*THE EXERCISE*:
Extract the listing in its entirety, keeping each line identical to the original.

*ENTRIES SUPPLIED*:
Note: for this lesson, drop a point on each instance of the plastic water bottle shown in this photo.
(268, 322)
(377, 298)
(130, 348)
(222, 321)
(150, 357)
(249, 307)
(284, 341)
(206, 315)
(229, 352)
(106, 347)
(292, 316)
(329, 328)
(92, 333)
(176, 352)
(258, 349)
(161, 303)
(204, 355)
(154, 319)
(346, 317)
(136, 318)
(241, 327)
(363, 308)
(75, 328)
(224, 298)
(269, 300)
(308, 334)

*THE COMPLETED TASK*:
Note: for this lesson, drop a point on each instance of the plastic water bottle shown in this photo.
(268, 322)
(377, 298)
(130, 348)
(222, 321)
(150, 357)
(249, 307)
(284, 341)
(206, 315)
(229, 352)
(106, 347)
(292, 316)
(329, 328)
(92, 333)
(176, 352)
(258, 349)
(161, 303)
(204, 355)
(154, 319)
(346, 317)
(136, 318)
(241, 327)
(363, 308)
(75, 328)
(224, 298)
(269, 300)
(308, 334)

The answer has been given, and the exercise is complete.